> [LISTED RECORDS]
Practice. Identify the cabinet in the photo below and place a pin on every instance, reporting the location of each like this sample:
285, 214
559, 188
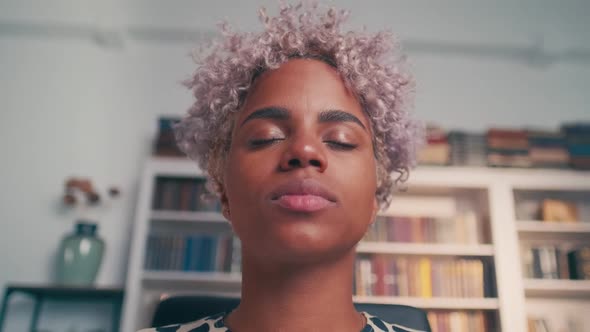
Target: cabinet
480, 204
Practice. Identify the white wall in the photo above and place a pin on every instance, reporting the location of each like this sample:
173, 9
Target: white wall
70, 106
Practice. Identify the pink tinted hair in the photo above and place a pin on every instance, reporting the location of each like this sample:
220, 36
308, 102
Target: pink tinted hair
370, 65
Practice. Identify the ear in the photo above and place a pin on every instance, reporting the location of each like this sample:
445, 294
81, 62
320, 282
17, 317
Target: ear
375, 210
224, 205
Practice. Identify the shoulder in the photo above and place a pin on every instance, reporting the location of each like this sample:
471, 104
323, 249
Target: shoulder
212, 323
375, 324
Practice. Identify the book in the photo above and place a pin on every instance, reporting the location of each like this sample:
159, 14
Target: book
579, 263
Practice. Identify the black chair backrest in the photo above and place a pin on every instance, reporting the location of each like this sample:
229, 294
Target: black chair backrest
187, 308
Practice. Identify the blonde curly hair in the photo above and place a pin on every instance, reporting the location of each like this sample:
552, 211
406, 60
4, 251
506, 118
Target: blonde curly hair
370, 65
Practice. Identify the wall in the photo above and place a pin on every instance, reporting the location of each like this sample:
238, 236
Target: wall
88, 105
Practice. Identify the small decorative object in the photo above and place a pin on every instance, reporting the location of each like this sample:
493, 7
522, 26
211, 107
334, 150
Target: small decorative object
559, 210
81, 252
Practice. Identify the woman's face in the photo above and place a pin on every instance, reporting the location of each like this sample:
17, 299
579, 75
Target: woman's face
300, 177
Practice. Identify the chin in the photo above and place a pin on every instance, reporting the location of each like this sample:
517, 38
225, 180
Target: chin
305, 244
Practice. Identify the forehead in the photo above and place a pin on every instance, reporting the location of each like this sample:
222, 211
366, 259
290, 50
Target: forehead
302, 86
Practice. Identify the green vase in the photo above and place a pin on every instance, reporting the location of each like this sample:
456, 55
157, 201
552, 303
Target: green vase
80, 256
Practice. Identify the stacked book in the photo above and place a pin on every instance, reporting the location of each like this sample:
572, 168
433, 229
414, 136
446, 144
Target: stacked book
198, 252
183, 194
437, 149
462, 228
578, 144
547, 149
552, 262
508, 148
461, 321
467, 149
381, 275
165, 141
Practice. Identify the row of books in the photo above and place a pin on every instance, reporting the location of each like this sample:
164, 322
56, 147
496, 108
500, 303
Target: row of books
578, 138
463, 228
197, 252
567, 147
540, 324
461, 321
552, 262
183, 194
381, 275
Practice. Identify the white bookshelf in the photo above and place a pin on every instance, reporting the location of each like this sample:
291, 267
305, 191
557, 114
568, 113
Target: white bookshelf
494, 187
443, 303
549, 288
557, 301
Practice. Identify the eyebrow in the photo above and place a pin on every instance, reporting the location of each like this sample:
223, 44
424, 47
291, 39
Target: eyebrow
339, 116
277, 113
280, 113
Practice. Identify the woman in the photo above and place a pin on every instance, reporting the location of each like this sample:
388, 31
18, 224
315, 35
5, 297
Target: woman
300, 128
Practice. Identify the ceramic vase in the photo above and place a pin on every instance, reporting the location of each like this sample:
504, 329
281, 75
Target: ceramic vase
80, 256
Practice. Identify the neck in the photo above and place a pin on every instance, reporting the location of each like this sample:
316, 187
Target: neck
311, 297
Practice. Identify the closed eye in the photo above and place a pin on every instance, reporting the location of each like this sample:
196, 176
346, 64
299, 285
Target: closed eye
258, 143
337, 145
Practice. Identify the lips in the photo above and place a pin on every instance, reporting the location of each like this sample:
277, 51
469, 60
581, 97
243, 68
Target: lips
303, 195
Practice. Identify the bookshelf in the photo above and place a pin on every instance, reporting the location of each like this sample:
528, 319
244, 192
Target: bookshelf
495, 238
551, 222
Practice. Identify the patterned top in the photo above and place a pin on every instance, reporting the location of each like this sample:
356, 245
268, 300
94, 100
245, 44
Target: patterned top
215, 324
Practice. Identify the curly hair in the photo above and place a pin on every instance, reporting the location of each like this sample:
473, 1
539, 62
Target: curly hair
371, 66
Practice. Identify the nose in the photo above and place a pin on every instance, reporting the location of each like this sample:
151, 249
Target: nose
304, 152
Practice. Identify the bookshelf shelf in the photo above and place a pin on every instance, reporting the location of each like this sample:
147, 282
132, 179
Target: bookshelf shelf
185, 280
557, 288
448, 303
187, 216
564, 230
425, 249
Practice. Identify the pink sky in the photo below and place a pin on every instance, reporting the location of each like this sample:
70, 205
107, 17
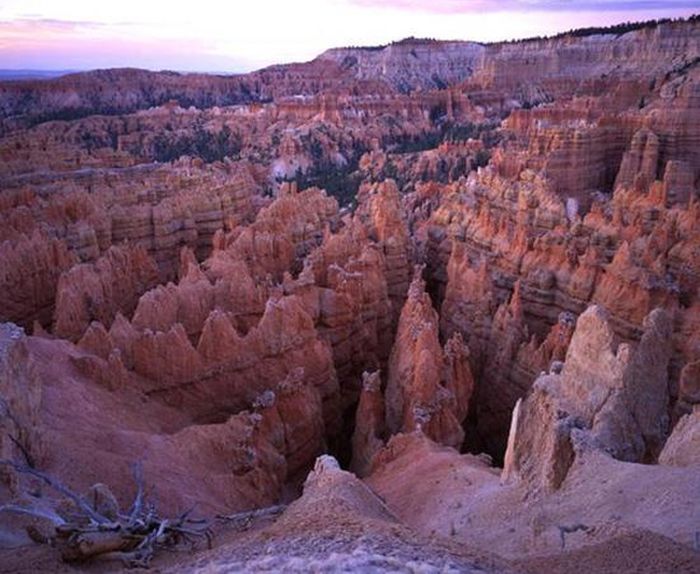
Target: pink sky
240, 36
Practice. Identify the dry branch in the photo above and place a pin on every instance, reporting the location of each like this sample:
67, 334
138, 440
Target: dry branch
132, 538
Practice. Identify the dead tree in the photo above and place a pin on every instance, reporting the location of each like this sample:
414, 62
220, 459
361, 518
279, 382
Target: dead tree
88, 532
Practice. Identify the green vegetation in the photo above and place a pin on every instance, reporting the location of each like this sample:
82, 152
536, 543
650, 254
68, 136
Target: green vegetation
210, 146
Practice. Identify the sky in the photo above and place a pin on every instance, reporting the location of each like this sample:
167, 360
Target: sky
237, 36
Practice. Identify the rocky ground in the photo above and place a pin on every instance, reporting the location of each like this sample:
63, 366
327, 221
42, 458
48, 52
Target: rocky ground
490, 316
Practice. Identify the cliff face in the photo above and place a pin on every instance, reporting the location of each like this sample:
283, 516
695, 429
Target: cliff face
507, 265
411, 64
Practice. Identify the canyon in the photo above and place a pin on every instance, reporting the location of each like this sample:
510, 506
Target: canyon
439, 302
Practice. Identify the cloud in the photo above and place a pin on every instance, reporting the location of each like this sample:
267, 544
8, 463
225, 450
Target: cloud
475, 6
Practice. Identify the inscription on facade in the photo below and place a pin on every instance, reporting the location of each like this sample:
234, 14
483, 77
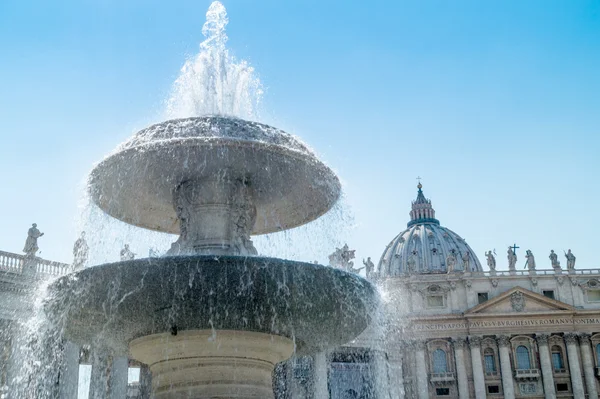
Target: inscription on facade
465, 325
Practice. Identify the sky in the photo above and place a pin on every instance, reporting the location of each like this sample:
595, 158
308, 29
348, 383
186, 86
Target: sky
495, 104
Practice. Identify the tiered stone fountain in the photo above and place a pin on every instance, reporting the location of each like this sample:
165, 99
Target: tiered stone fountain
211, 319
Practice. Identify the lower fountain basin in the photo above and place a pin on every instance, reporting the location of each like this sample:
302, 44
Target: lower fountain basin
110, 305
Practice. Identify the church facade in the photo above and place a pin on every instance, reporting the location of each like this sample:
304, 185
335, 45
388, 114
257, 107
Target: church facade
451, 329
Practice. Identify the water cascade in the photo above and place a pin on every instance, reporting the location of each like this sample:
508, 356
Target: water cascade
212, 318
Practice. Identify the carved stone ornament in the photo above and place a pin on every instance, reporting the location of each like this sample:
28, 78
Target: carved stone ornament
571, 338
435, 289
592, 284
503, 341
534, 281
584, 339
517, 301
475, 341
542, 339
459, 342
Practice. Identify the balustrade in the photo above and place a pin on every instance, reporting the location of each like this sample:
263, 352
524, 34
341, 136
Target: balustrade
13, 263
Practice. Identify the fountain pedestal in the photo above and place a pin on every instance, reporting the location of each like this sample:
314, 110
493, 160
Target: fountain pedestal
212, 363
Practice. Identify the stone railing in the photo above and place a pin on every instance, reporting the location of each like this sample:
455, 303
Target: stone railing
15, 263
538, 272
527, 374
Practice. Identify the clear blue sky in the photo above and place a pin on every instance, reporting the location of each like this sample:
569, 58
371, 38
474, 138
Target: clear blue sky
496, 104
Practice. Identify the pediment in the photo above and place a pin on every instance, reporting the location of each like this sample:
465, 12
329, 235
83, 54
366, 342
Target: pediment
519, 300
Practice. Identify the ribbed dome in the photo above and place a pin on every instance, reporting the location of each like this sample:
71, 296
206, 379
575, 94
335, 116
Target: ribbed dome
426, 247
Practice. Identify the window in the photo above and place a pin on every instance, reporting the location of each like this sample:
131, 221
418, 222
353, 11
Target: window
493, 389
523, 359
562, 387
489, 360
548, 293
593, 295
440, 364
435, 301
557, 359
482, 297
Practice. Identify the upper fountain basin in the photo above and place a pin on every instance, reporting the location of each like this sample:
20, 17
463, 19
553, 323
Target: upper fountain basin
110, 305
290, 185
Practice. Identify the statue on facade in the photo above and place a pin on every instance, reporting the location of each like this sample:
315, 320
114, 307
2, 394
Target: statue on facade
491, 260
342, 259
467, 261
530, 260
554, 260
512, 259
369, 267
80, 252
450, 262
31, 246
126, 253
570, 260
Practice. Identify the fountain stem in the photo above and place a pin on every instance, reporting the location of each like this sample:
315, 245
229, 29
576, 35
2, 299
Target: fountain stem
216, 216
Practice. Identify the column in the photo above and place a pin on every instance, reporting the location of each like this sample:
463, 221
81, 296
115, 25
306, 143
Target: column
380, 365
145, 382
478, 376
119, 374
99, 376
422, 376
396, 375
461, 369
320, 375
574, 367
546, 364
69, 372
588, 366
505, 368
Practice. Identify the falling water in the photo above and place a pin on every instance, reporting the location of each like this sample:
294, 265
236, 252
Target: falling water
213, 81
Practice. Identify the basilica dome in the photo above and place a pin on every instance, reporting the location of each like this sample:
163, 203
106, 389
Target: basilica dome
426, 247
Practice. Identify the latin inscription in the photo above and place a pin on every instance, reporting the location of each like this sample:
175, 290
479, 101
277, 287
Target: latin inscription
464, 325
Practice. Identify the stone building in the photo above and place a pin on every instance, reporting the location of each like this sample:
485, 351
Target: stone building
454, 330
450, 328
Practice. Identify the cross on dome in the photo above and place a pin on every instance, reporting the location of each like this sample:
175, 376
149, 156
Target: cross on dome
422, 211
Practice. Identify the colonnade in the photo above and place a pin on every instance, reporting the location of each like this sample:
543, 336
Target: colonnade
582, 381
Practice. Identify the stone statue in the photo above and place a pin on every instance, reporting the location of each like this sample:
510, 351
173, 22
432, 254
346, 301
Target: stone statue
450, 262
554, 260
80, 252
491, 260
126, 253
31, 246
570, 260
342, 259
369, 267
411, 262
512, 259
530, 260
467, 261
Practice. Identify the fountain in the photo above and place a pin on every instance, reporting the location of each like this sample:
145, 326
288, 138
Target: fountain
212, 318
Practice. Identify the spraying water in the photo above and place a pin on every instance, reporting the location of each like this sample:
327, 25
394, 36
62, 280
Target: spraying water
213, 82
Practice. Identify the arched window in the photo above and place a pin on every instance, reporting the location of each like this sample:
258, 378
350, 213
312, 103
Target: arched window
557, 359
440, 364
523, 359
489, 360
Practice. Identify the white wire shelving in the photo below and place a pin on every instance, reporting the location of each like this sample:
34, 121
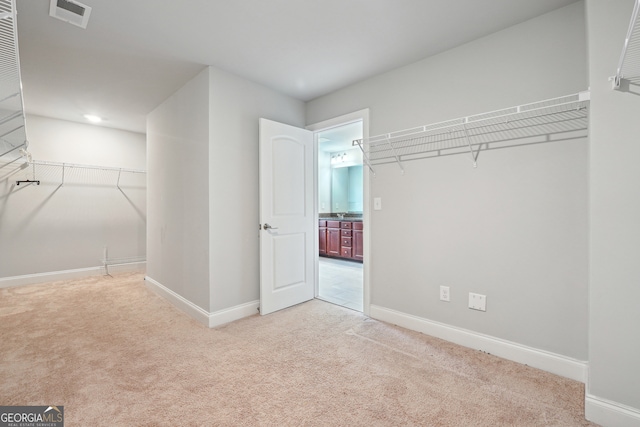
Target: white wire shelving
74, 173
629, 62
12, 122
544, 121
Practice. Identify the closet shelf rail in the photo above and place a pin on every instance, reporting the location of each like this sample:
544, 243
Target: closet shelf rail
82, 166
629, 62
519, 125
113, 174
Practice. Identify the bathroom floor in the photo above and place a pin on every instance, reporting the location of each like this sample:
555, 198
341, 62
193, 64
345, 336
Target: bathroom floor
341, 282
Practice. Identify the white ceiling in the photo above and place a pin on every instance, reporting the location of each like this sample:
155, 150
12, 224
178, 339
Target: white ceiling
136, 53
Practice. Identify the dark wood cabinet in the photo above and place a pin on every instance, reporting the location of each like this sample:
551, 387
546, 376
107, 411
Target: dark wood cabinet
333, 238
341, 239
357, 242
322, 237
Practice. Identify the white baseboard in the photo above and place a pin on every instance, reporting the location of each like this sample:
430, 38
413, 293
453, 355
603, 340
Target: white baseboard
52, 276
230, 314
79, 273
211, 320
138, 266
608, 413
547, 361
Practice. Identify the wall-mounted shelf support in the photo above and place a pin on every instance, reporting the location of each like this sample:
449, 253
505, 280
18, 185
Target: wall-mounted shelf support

> [WRITTEN TASK]
Print exactly the lines from the line with "Practice. Identify the arched" through the end of the data, both ends included, and print no pictures.

> [ANSWER TO THIS PROBLEM]
Practice. Identify the arched window in the photo above and place a pin on every instance, reporting the location of each like this sample:
258, 378
350, 213
312, 103
Target: arched window
557, 359
440, 364
523, 359
489, 360
Practice. Identify the white wire shelving in the photo below and place a pin on every instance, reporting the location of each like this sample:
34, 121
Target: white wire shelving
74, 173
629, 62
12, 122
544, 121
Practice. Identify the closet shelf rail in the photo above and place a pin on every instance, reporting the location of each like this sample:
544, 243
Target: closet shelf rail
82, 166
629, 62
519, 125
113, 174
Practice. Identify the bathroom floor in the photo above and place a pin on every instance, reporting the location of each like this sample:
555, 198
341, 62
193, 64
345, 336
Target: bathroom floor
341, 282
Practice. Identify the white ceiling in the photo above and place a pin on every instance, reporting the location of each like this sample:
155, 150
12, 224
178, 339
Target: white ceiling
136, 53
Practice. Identify the dark wood cabinet in the photo above and place a pin on every instance, reporting the location of each like this sample:
551, 387
546, 376
107, 411
Target: dark wood cabinet
333, 238
341, 239
357, 242
322, 237
Practice. Identify the white baseboard in the photo above and place a pin on every instance, reporting the location of each like this sample:
430, 38
413, 293
453, 355
603, 340
Target: white baseboard
52, 276
230, 314
79, 273
211, 320
138, 266
608, 413
547, 361
Practice. Identify the wall-mounted shelf support in the photo above and place a pin on every instance, reporting the location of each like this sample:
449, 253
505, 280
18, 185
Target: wall-mounted shelf support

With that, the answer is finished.